• **EXERCISE DETAILS**: Copy everything in the data below exactly except the pictures.

• **INPUT ROWS**:
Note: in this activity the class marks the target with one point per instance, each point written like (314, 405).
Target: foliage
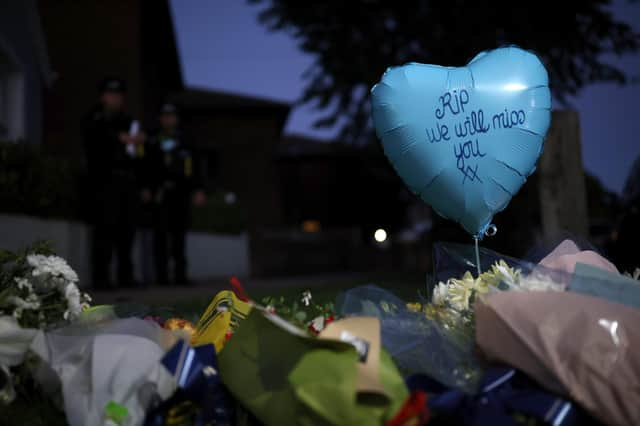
(305, 313)
(353, 42)
(219, 216)
(36, 183)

• **FINAL ANSWER**:
Note: in this activity the class marks the target with one point per instance, each point written like (314, 405).
Target: foliage
(305, 313)
(353, 42)
(219, 216)
(36, 183)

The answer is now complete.